▸ **What this exercise asks**
a: Please transcribe everything in the article on pharma TV advertising from "Pharma: Should DTC" down to "and social media.", word for word.
b: Which online leaders does the article on pharma TV advertising name as reconsidering traditional agencies and offline tactics?

▸ **Text under study**
Pharma: Should DTC TV Have A Place In Your 2010 Budget?

Everyday it seems that someone is reminding us of the demise of traditional DTC TV and broad based media in favor of the web and social media.

While web 2.0 continues to power health care today–critical to consumer health care information learning and sharing (How Social Are HC Consumers with their Info)–there are many who believe that traditional TV (when creatively executed) can still play a vital role, as part of the media mix, to help ‘surround the consumer’ and drive awareness, education and action, including engagement online and off. ( Trend Report 2009, MedAd News DTC Alive and Well,  May 2009, Magna Forecast, 2009

  • Interestingly, the recent debut and success of Hulu.com’s traditional TV advertising on this year’s Super Bowl has many online leaders, including Amazon, Zappos and Kayak, reconsidering traditional agencies and offline tactics to help create ‘fast’ awareness and define more broadly what they do (Adweek: Online Brands Turn to Traditional Ads)…”What we’ve found is that if we layer in a little bit of off line brand advertising, it improves  the ROI of our online direct response campaigns,” Zappos CEO Tony Hsieh said. (Many Pharma brands have also found this to be true; TV helps drive web efficiencies in addition to generating quick awareness and MD requests…)

▸ **Raw data**

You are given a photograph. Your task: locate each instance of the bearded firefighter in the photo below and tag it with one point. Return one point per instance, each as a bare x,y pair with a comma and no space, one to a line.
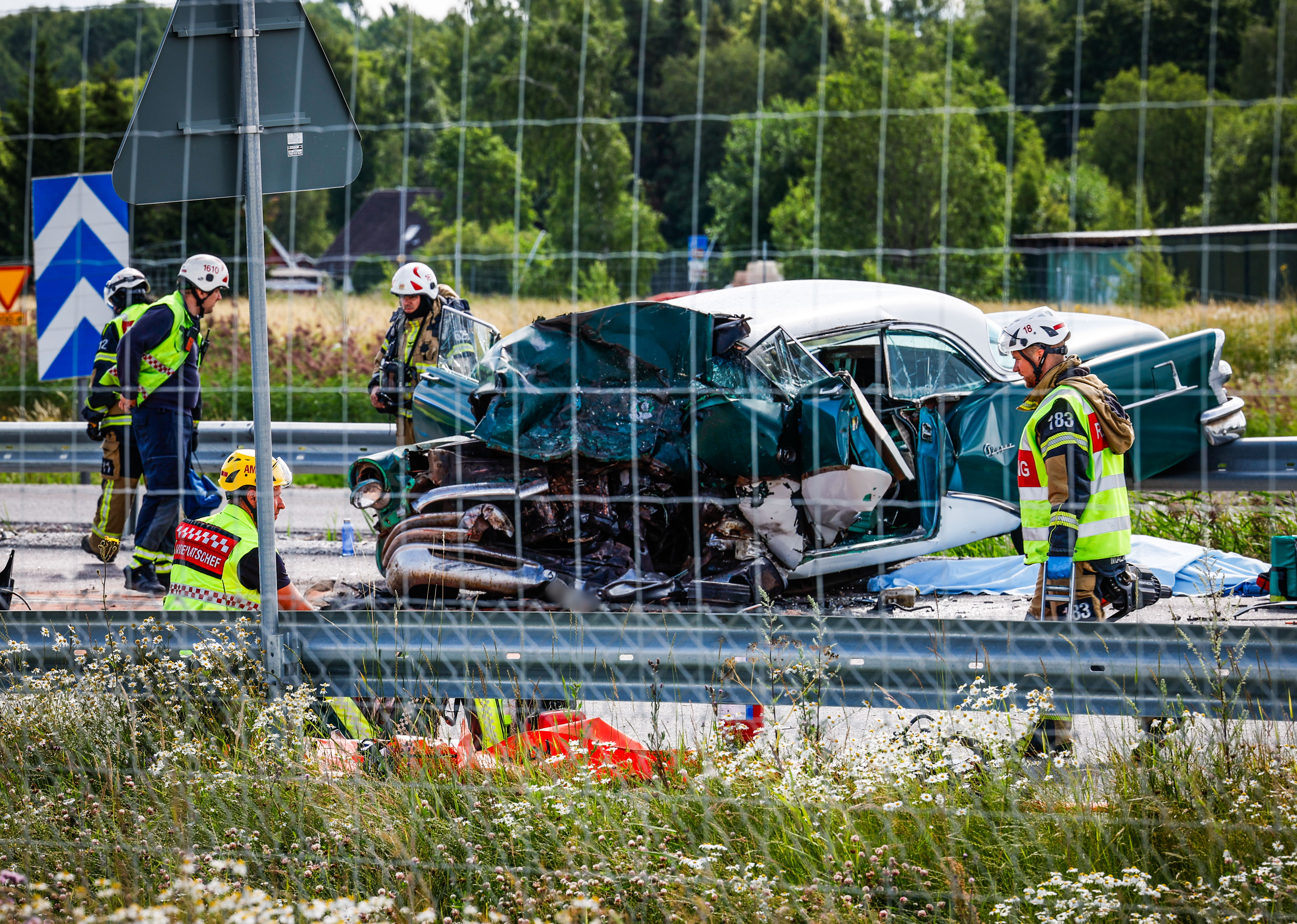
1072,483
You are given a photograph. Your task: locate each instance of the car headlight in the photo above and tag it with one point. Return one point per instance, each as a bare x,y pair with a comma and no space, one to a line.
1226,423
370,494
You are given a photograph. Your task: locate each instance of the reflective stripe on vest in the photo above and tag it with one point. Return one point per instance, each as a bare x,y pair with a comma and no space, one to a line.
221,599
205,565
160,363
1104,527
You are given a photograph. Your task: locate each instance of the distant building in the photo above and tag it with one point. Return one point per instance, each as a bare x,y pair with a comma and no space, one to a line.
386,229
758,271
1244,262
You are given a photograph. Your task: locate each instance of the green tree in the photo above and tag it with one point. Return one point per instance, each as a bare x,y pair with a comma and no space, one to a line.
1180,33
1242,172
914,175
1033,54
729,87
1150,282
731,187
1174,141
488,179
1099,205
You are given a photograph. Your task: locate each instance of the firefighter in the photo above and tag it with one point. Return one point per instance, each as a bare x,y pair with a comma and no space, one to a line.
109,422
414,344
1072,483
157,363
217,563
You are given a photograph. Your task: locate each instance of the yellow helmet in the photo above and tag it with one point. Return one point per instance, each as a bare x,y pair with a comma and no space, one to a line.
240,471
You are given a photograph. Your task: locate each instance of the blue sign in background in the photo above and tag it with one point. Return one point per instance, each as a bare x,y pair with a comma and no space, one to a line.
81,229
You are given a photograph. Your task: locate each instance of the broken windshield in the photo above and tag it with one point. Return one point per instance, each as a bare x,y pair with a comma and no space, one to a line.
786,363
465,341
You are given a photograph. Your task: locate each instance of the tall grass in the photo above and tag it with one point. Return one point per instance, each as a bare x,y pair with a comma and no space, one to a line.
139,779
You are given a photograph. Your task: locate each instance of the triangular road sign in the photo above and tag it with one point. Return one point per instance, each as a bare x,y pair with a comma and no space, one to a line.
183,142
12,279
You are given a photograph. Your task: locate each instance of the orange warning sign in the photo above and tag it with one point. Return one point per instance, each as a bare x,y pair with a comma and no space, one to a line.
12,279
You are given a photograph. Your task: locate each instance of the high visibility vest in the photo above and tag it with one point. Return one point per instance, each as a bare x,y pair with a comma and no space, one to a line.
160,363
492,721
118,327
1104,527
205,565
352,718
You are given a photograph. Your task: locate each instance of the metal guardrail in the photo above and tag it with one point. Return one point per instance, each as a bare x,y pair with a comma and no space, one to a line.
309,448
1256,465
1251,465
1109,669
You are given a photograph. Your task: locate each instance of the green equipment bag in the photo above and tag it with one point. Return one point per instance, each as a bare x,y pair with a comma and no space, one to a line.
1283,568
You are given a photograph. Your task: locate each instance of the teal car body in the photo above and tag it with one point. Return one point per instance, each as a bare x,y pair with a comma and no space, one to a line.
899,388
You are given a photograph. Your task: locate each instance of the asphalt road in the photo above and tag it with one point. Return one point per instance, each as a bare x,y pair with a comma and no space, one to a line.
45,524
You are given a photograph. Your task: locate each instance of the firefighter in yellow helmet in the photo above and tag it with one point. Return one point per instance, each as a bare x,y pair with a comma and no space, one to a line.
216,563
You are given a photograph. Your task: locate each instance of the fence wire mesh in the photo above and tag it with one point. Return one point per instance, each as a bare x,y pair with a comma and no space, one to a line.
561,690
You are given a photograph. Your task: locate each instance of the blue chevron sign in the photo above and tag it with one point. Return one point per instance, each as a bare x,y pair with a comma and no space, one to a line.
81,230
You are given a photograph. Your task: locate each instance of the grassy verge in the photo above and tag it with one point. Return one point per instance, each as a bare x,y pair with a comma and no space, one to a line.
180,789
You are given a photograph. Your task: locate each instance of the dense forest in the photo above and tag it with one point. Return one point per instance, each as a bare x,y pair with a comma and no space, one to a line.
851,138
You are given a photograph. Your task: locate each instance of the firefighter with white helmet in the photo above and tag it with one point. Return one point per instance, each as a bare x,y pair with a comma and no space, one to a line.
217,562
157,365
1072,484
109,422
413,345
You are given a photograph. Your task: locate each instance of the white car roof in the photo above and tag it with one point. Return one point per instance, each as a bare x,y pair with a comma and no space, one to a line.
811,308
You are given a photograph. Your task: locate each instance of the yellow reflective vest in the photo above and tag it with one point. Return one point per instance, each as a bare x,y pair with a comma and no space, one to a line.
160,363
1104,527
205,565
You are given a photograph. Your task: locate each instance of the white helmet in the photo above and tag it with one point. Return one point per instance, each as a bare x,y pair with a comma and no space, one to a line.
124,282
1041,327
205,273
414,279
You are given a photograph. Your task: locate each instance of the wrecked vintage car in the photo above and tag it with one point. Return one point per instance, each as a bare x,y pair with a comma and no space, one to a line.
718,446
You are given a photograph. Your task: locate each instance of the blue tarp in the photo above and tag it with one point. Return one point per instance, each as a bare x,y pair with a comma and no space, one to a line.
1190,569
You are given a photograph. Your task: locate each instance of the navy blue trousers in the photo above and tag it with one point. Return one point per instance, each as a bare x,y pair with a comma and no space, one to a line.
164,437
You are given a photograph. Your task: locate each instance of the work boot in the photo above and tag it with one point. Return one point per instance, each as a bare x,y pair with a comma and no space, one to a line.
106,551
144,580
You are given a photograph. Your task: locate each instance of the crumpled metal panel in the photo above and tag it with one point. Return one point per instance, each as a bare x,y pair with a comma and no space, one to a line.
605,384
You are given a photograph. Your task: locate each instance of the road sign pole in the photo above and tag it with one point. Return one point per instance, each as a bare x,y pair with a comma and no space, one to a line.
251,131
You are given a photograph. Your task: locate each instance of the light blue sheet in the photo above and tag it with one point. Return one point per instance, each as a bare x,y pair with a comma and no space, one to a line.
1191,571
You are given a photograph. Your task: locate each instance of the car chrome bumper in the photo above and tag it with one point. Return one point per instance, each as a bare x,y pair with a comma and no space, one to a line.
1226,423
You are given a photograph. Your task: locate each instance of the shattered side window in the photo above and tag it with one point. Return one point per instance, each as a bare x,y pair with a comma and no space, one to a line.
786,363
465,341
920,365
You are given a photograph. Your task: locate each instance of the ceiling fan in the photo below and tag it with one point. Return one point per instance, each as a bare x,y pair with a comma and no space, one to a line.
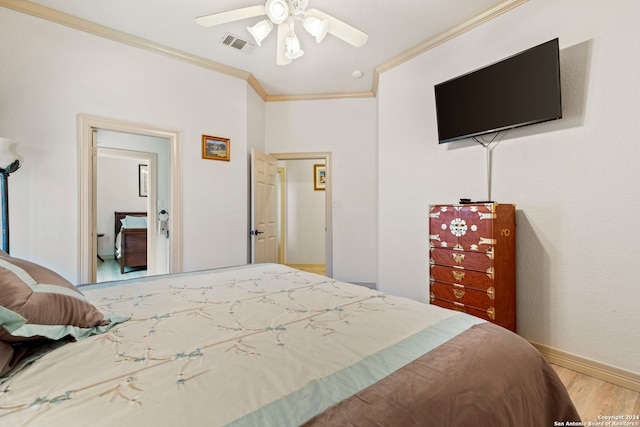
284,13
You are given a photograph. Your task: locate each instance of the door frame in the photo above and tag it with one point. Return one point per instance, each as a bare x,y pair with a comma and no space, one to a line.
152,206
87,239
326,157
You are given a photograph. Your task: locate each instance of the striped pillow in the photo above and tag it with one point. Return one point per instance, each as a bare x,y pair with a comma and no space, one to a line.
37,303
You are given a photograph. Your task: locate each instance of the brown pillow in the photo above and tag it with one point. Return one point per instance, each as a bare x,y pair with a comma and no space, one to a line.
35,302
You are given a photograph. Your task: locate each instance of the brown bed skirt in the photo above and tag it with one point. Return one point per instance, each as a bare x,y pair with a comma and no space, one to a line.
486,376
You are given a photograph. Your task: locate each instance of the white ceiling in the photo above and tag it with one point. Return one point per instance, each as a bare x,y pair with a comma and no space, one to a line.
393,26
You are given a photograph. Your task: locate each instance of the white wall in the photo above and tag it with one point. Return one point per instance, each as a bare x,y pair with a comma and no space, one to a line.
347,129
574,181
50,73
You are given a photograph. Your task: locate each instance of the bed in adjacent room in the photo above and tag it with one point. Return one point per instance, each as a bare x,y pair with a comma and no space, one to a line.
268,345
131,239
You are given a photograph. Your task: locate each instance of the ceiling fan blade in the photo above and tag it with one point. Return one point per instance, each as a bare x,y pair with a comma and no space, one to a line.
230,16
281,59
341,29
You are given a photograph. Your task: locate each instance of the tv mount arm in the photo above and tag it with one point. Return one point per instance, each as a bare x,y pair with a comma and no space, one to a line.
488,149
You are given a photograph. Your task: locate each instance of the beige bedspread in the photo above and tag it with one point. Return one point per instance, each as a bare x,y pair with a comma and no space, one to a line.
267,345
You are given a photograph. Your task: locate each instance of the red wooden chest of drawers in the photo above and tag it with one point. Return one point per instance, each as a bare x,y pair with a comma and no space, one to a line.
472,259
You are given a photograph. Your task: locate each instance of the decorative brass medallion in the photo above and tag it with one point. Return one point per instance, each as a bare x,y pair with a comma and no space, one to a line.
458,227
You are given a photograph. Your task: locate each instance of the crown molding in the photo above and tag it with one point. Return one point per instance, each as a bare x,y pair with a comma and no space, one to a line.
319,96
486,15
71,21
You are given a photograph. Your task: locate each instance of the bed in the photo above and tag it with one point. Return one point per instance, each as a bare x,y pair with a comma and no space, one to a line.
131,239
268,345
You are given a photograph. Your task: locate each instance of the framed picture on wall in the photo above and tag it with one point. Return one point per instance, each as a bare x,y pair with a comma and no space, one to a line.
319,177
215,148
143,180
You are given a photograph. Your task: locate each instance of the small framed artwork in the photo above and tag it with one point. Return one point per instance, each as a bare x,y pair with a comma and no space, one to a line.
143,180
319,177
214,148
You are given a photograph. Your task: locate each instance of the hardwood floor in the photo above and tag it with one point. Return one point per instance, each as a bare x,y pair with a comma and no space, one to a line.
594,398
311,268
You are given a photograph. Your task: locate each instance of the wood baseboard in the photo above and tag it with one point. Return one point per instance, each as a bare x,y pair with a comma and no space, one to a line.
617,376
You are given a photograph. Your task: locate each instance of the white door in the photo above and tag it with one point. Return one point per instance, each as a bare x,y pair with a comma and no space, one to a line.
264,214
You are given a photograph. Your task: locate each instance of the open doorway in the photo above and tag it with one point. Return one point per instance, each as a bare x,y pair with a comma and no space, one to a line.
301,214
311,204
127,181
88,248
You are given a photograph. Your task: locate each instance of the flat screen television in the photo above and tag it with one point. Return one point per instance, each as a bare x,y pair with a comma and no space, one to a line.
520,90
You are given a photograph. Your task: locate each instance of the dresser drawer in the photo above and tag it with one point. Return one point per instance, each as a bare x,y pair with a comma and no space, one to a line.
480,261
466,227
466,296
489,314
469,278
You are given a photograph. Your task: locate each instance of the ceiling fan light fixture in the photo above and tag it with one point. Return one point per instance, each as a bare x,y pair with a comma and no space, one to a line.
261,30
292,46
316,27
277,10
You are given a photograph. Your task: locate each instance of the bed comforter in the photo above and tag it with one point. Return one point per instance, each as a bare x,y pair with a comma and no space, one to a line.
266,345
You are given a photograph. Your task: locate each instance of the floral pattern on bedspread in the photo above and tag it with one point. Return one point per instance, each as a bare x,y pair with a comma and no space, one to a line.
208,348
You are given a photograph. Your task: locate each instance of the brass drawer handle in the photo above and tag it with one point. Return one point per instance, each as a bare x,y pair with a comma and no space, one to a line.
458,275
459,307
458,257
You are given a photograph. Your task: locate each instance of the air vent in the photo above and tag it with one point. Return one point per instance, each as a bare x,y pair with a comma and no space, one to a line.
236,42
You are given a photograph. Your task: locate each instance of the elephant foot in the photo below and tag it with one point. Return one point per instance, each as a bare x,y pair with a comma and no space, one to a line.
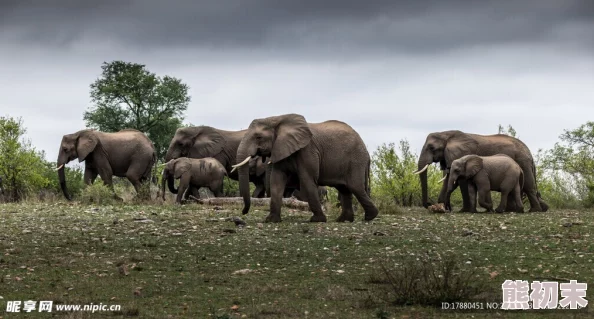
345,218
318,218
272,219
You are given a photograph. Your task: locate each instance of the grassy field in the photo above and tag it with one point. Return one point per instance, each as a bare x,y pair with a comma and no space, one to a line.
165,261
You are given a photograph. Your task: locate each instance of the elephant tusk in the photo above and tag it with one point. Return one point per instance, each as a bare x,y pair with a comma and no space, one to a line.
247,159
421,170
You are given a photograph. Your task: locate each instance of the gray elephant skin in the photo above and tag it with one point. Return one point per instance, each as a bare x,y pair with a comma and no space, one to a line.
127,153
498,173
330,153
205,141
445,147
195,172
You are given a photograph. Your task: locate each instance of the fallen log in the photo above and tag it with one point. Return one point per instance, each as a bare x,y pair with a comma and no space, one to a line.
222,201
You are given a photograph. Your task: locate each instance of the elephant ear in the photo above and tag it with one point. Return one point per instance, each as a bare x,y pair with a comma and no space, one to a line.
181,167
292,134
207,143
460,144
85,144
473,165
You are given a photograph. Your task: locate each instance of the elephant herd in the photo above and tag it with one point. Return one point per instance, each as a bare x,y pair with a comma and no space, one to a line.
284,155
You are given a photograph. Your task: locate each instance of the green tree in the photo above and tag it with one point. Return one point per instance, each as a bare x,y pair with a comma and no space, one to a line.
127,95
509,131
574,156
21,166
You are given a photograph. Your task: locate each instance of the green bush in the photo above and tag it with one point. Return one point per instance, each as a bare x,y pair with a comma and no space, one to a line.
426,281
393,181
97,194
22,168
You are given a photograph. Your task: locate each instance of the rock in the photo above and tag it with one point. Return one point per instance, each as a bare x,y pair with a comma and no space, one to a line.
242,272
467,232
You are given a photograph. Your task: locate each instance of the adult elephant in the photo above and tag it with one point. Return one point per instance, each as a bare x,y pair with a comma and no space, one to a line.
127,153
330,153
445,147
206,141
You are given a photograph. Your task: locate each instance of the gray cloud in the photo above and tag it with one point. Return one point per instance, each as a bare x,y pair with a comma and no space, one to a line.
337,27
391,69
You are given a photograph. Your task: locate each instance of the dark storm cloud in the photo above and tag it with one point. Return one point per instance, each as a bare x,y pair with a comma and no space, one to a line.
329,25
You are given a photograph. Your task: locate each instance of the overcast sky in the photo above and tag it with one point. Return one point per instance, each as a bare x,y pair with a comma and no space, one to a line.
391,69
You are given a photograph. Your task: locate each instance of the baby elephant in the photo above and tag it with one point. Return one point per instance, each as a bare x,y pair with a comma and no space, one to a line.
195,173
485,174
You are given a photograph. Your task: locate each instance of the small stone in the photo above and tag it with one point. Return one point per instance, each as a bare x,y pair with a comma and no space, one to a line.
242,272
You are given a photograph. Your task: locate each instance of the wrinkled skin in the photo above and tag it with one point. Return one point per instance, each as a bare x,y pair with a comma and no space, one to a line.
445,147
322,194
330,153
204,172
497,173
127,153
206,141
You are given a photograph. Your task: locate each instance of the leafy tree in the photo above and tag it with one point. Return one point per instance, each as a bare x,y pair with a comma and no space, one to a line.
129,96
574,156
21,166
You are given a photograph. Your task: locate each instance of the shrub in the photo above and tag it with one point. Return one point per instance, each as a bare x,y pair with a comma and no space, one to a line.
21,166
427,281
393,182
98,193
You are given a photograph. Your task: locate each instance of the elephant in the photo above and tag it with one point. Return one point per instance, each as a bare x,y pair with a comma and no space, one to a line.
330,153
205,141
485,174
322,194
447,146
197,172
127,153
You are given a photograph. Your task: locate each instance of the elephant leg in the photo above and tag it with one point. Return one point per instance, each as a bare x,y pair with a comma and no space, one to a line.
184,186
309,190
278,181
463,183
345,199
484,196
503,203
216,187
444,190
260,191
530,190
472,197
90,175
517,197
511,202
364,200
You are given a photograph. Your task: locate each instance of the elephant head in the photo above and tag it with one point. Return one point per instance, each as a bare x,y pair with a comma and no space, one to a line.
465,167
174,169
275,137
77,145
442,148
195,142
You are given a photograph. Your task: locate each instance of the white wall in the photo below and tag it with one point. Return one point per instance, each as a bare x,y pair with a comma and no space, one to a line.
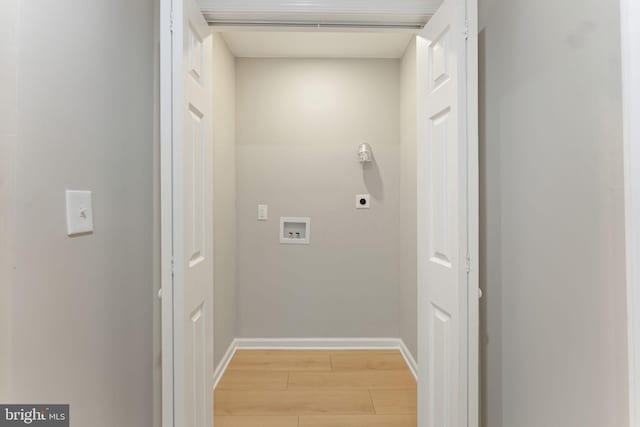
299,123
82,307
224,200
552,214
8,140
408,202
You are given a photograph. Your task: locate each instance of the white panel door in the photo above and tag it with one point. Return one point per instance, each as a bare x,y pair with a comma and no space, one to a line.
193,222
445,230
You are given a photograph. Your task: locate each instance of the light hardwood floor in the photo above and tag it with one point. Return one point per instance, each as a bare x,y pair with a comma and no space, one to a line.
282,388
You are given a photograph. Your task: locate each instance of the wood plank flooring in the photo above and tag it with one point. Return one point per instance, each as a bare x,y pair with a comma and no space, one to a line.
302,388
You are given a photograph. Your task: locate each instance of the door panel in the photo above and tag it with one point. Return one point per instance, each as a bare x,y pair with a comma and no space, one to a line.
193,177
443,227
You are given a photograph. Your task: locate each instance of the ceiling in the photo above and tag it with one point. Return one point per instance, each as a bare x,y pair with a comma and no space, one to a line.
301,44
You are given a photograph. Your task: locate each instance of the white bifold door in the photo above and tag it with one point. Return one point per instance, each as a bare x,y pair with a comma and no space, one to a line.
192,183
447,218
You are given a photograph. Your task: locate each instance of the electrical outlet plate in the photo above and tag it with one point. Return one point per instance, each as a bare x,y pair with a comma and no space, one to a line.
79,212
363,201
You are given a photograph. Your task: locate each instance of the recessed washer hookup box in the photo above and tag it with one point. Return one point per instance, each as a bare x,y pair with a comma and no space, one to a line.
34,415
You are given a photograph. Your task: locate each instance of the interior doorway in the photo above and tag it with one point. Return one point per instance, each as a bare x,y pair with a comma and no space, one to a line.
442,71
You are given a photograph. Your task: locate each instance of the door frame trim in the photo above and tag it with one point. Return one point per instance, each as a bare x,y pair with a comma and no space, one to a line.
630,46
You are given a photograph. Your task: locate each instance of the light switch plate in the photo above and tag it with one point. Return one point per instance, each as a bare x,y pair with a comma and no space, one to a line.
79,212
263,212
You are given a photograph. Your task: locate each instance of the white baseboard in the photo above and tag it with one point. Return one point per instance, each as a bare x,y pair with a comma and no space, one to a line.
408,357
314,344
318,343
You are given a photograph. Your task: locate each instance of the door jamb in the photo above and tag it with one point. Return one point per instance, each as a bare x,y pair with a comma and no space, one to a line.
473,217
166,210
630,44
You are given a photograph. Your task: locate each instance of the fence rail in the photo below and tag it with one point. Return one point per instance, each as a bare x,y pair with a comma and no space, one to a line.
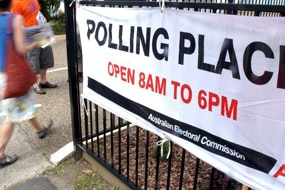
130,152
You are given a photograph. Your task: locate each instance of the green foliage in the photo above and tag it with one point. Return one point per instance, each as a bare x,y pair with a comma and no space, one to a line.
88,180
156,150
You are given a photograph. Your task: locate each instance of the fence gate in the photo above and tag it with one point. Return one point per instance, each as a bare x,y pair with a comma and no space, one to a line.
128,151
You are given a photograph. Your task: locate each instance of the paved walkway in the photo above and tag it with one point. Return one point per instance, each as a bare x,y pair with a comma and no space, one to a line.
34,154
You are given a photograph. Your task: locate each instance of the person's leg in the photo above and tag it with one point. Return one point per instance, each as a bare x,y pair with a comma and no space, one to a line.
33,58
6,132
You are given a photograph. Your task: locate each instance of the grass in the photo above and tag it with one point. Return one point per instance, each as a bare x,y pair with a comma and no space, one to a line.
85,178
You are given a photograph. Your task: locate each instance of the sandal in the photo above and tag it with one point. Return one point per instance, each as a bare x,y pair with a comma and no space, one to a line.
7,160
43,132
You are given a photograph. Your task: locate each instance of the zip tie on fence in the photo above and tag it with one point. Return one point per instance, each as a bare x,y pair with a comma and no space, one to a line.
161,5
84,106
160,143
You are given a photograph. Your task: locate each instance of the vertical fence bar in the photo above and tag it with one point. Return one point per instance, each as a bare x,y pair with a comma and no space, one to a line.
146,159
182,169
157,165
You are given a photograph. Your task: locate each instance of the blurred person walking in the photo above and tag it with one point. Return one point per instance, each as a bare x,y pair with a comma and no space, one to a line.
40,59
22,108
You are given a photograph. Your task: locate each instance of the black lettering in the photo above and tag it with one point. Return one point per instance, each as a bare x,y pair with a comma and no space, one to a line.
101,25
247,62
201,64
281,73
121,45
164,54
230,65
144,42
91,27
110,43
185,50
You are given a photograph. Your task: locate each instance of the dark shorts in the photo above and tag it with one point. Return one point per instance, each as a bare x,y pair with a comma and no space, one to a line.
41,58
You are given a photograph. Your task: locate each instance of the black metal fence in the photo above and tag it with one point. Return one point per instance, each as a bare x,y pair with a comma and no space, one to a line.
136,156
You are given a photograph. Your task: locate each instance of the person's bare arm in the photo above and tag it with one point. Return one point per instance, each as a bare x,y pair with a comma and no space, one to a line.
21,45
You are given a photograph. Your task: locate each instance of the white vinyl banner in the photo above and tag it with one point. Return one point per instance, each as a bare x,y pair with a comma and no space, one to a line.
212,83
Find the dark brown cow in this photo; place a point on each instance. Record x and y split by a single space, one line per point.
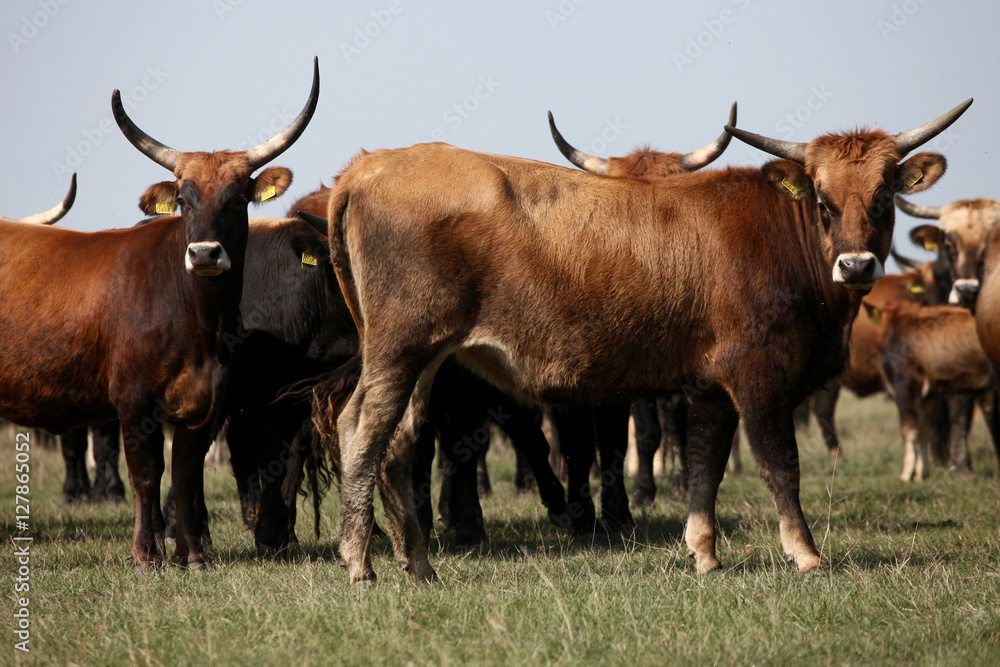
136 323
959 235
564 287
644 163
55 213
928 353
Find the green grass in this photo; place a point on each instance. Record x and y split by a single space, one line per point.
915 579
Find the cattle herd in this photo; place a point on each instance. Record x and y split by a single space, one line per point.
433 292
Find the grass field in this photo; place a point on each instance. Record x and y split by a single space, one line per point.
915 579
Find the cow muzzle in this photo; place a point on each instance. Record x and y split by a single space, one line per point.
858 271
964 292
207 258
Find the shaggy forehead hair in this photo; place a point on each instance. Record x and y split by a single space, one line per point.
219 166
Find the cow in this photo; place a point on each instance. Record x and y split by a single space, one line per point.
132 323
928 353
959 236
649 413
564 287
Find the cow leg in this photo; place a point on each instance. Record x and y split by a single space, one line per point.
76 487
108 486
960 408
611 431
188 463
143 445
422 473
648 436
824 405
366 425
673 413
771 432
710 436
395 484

▸ **Solutions to the tasks**
a:
Pharma: Should DTC TV Have A Place In Your 2010 Budget?

Everyday it seems that someone is reminding us of the demise of traditional DTC TV and broad based media in favor of the web and social media.

b: Amazon, Zappos, Kayak